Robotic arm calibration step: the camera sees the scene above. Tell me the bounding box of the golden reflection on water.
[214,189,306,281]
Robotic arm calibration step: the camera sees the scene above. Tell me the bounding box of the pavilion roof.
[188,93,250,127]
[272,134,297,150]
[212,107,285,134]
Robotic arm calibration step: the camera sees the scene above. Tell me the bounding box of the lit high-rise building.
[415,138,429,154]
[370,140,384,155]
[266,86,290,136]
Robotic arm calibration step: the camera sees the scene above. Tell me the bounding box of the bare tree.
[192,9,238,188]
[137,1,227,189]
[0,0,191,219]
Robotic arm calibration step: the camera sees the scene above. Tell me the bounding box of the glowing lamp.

-----

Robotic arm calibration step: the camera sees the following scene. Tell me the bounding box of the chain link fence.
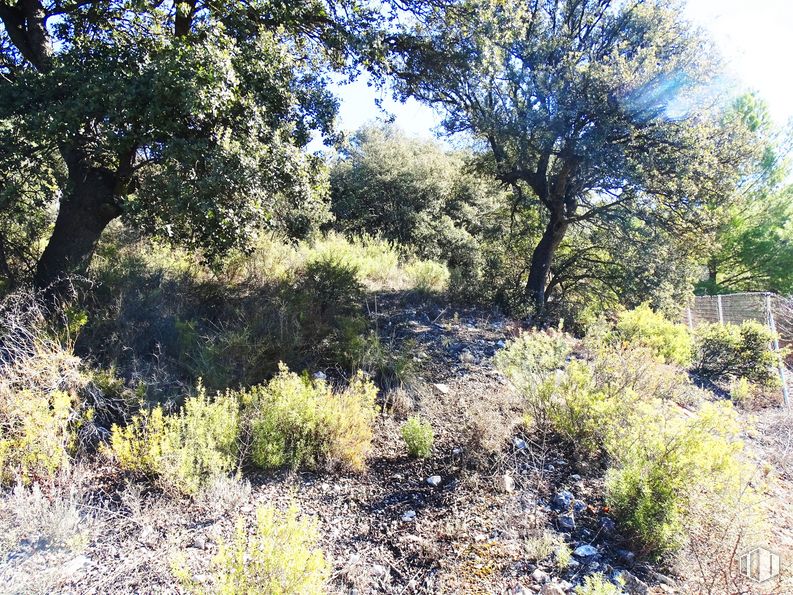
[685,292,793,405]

-----

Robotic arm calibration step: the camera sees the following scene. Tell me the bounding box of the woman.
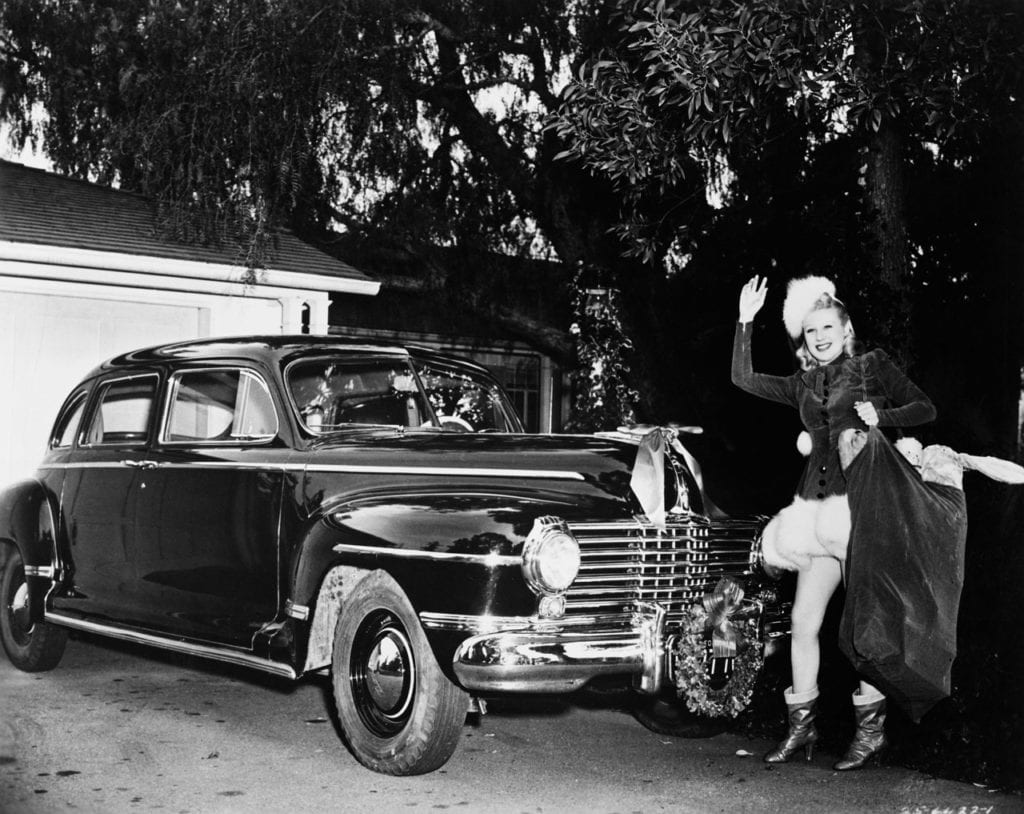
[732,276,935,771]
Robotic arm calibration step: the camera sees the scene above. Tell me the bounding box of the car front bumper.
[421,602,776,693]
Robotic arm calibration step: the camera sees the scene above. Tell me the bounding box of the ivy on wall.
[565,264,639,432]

-----

_EXERCISE AIM_
Starting with the line that contains "car front bumper." and going on through the line that contains "[565,264,639,432]", write out every one of those lines again and multiply each bounding box coordinate by 0.3. Round the results to whole numbers, with halves rounded up.

_CORRECT RESPONSE_
Robotic arm calibration step: the camera sees the scene above. Tell me the bounding box of the car front bumper.
[126,181,233,208]
Robotic arm calibration step: the camera sees the scene above. Tell me the bounding box of the ivy on wall.
[170,79,192,130]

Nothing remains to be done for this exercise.